- Catcher
- Born: December 28, 1921 Cincinnati, Ohio, U.S.
- Died: April 12, 2001 (aged 79) Largo, Florida, U.S.
- Batted: RightThrew: Right

MLB debut
- June 5, 1955, for the St. Louis Cardinals

Last MLB appearance
- September 21, 1955, for the St. Louis Cardinals

MLB statistics
- Batting average: .276
- Home runs: 0
- Runs batted in: 15
- Stats at Baseball Reference

Teams
- St. Louis Cardinals (1955);

= Nelson Burbrink =

American baseball player (1921–2001)

Nelson Edward Burbrink (December 28, 1921 – April 12, 2001) was an American professional baseball player and scout. A native of Cincinnati, Ohio, he was signed by the Chicago Cubs as an amateur free agent before the 1941 season and served in the United States Navy during World War II. After almost a dozen years playing in the minor leagues, Burbrink finally made it to Major League Baseball at the age of 33 with the St. Louis Cardinals.

After being called up to the big leagues in June 1955, Burbrink shared catching duties with teammate Bill Sarni for the remainder of the season. He made his major league debut on June 5 during a doubleheader against the Brooklyn Dodgers at Ebbets Field. He appeared in 58 games for St. Louis, going 47-for-170 (.276) with eight doubles, one triple, no home runs, 15 runs batted in, and 11 runs scored. He had a .333 on-base percentage and a slugging percentage of .335.
......
▸ **How to complete this task**
Copy the Nelson Burbrink profile above in full, word for word.
......
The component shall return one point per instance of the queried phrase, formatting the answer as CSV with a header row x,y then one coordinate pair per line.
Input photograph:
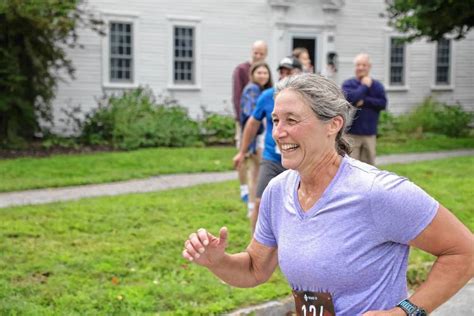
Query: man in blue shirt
x,y
270,166
368,95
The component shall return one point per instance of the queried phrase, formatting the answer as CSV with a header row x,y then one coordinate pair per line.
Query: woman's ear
x,y
335,125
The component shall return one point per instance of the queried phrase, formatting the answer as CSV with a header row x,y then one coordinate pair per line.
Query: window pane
x,y
121,52
183,54
397,62
443,55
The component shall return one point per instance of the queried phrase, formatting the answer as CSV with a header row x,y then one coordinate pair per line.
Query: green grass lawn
x,y
67,170
122,255
430,142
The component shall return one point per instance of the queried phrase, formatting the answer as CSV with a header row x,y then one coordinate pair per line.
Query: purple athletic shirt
x,y
353,243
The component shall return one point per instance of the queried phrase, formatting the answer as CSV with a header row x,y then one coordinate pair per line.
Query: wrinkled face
x,y
260,76
259,53
362,67
301,137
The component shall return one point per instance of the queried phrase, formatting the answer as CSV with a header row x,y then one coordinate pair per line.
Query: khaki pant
x,y
363,147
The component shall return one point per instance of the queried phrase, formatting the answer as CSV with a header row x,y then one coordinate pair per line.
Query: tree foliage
x,y
34,35
431,18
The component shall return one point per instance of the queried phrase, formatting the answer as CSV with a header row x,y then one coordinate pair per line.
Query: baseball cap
x,y
290,62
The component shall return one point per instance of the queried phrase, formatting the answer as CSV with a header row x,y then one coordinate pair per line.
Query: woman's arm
x,y
245,269
452,242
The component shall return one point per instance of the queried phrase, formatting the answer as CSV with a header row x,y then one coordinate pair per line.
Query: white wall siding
x,y
228,28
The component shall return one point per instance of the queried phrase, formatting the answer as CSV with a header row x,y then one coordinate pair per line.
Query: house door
x,y
310,43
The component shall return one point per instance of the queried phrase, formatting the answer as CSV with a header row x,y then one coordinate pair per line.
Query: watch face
x,y
420,312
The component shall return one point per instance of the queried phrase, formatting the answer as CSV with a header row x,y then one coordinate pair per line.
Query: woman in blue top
x,y
339,229
260,79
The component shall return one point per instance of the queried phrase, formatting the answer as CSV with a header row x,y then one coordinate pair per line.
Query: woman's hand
x,y
238,160
205,249
396,311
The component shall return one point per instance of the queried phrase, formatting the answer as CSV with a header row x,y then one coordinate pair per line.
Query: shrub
x,y
134,120
435,117
217,128
34,36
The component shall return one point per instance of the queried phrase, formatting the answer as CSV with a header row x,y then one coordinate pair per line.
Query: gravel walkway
x,y
171,182
461,304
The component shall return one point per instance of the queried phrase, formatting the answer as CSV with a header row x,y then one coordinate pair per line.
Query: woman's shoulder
x,y
284,180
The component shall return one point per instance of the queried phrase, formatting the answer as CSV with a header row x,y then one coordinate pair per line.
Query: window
x,y
443,59
397,62
121,52
184,55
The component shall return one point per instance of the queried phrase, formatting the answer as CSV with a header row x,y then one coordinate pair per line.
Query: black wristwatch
x,y
411,309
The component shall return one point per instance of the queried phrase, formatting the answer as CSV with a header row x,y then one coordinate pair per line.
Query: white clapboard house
x,y
187,50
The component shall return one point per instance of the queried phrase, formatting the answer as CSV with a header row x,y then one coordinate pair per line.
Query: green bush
x,y
435,117
217,128
134,120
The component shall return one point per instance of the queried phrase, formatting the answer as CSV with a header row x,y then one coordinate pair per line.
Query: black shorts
x,y
268,170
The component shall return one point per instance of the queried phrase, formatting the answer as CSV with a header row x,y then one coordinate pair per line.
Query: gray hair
x,y
326,100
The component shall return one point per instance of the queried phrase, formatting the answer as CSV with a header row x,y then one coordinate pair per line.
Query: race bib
x,y
313,303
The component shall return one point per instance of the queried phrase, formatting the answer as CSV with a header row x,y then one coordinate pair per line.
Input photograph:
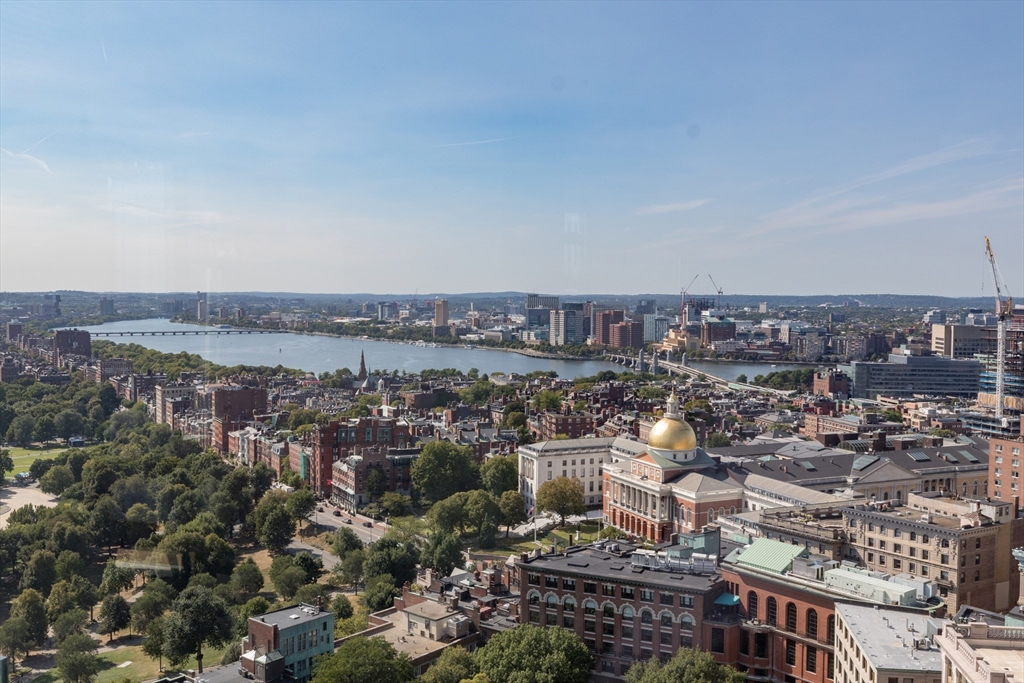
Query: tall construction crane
x,y
1004,309
717,289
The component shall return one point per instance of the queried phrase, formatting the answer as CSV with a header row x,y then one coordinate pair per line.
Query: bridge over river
x,y
176,333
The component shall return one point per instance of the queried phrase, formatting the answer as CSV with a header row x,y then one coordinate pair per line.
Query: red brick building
x,y
337,439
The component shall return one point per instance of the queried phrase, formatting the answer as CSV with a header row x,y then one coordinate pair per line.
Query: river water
x,y
318,354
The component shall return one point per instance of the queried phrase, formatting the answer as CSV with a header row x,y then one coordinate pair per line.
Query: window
x,y
718,641
791,616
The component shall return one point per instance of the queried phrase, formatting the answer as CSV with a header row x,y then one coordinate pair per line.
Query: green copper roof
x,y
770,555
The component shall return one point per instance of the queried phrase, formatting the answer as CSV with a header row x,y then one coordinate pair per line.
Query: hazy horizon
x,y
455,146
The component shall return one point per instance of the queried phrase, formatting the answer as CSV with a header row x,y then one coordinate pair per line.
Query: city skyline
x,y
168,147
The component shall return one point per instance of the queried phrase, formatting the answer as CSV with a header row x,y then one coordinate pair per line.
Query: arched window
x,y
812,624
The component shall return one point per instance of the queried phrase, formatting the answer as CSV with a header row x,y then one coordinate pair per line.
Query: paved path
x,y
12,498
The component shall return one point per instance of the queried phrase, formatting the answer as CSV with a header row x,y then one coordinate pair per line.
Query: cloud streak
x,y
671,208
462,144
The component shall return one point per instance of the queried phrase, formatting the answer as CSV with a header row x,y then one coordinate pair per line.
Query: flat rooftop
x,y
290,616
887,637
404,642
594,563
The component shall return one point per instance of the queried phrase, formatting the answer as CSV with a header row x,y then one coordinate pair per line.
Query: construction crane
x,y
717,289
682,298
1004,309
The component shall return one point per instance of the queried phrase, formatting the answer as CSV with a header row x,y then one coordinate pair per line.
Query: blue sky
x,y
566,147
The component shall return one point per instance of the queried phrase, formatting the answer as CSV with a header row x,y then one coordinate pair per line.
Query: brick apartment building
x,y
622,608
77,342
348,484
336,440
1005,471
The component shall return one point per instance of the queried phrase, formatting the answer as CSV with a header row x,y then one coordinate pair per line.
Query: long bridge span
x,y
672,368
175,333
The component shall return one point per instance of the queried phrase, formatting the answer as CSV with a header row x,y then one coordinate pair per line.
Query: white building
x,y
577,458
886,646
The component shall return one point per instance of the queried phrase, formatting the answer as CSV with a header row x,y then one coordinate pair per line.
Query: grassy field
x,y
25,457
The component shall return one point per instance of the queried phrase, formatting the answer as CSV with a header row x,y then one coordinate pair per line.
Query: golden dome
x,y
672,434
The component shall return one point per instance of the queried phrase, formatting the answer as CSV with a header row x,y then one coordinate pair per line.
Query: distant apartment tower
x,y
71,342
654,327
440,312
645,307
540,301
602,325
628,334
566,328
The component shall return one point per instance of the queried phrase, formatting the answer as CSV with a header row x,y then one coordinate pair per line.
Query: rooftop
x,y
888,637
289,616
600,564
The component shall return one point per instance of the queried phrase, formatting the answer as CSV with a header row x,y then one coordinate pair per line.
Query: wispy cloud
x,y
462,144
26,157
671,208
842,209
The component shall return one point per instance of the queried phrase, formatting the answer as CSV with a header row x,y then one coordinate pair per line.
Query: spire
x,y
363,367
672,406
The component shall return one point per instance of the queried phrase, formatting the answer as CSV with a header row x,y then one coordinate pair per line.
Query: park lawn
x,y
25,457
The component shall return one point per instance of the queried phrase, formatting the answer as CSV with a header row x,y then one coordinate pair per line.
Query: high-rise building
x,y
566,328
602,325
440,312
654,327
540,301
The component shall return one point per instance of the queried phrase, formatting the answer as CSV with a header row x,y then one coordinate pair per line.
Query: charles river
x,y
318,354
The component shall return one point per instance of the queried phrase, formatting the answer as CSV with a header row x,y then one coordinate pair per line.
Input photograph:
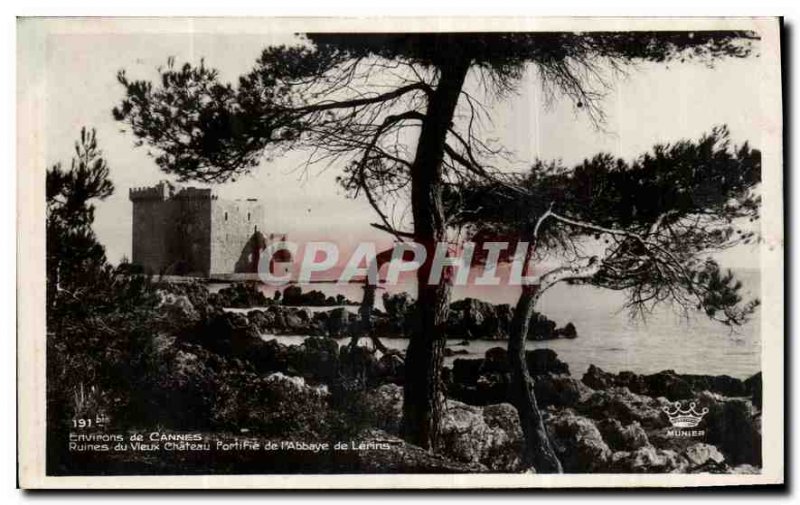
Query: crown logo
x,y
688,418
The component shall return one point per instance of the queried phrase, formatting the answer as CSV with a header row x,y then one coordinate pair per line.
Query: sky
x,y
653,103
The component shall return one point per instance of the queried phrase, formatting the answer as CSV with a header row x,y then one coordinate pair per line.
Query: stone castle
x,y
190,231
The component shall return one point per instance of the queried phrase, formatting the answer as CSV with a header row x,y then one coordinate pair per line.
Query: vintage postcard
x,y
400,253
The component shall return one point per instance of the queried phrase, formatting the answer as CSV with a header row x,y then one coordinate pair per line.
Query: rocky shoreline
x,y
599,423
290,313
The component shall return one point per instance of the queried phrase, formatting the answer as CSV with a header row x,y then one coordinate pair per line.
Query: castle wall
x,y
233,225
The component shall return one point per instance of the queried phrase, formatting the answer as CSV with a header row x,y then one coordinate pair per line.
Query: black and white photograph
x,y
328,252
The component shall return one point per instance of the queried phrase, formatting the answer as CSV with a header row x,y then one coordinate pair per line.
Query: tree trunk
x,y
538,451
424,357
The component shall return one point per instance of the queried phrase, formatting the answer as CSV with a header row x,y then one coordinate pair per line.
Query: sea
x,y
608,337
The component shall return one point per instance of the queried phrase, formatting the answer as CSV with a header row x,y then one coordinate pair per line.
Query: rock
x,y
745,470
264,322
317,357
178,309
541,328
294,296
558,391
386,403
391,367
476,319
648,459
701,454
732,426
466,436
495,360
623,438
567,331
577,442
358,362
667,383
241,295
544,362
398,305
627,407
467,371
402,457
490,436
337,322
596,378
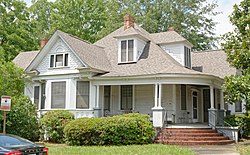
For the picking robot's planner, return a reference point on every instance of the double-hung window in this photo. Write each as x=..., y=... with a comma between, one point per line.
x=82, y=95
x=58, y=95
x=127, y=51
x=126, y=97
x=187, y=56
x=59, y=60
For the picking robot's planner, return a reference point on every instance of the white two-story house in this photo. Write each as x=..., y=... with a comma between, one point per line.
x=129, y=70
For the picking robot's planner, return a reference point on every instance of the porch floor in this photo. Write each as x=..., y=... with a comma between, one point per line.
x=192, y=125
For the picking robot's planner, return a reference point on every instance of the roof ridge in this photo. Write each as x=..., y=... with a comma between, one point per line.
x=211, y=50
x=76, y=37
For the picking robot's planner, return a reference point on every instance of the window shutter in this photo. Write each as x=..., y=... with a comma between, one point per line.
x=58, y=94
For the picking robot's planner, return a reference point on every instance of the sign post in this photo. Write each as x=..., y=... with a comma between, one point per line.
x=5, y=106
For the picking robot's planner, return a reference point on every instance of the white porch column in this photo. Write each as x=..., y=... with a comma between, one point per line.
x=156, y=95
x=222, y=100
x=97, y=108
x=157, y=110
x=211, y=97
x=159, y=95
x=212, y=112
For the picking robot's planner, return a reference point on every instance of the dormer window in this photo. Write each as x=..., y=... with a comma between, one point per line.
x=187, y=57
x=127, y=51
x=59, y=60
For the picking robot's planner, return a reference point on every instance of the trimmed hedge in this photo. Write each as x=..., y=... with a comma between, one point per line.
x=53, y=123
x=117, y=130
x=240, y=120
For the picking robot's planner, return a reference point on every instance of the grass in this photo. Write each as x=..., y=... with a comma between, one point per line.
x=244, y=147
x=152, y=149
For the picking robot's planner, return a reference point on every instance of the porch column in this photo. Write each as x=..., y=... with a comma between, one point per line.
x=157, y=110
x=222, y=111
x=97, y=108
x=212, y=112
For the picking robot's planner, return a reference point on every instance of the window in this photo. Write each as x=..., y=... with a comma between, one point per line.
x=59, y=60
x=238, y=106
x=127, y=51
x=183, y=97
x=82, y=95
x=187, y=56
x=107, y=98
x=58, y=94
x=43, y=97
x=126, y=97
x=36, y=96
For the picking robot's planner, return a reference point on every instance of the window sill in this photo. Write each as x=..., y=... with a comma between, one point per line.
x=62, y=67
x=124, y=63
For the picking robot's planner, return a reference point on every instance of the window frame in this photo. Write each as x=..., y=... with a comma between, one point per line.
x=187, y=57
x=240, y=107
x=88, y=106
x=181, y=106
x=65, y=95
x=120, y=98
x=120, y=61
x=53, y=57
......
▸ **Exercise response**
- Catcher
- Born: December 28, 1921 Cincinnati, Ohio, U.S.
- Died: April 12, 2001 (aged 79) Largo, Florida, U.S.
- Batted: RightThrew: Right

MLB debut
- June 5, 1955, for the St. Louis Cardinals

Last MLB appearance
- September 21, 1955, for the St. Louis Cardinals

MLB statistics
- Batting average: .276
- Home runs: 0
- Runs batted in: 15
- Stats at Baseball Reference

Teams
- St. Louis Cardinals (1955);

= Nelson Burbrink =

American baseball player (1921–2001)

Nelson Edward Burbrink (December 28, 1921 – April 12, 2001) was an American professional baseball player and scout. A native of Cincinnati, Ohio, he was signed by the Chicago Cubs as an amateur free agent before the 1941 season and served in the United States Navy during World War II. After almost a dozen years playing in the minor leagues, Burbrink finally made it to Major League Baseball at the age of 33 with the St. Louis Cardinals.

After being called up to the big leagues in June 1955, Burbrink shared catching duties with teammate Bill Sarni for the remainder of the season. He made his major league debut on June 5 during a doubleheader against the Brooklyn Dodgers at Ebbets Field. He appeared in 58 games for St. Louis, going 47-for-170 (.276) with eight doubles, one triple, no home runs, 15 runs batted in, and 11 runs scored. He had a .333 on-base percentage and a slugging percentage of .335.